"""
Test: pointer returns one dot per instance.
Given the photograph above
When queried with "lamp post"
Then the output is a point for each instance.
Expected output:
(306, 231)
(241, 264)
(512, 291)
"""
_Task to carry out:_
Reproduce every line of the records above verbatim, with no changes.

_Exercise answer:_
Test: pointer returns one dot per instance.
Given the photograph above
When queried with "lamp post"
Then the output is a point for each instance.
Expected output:
(306, 231)
(241, 264)
(512, 291)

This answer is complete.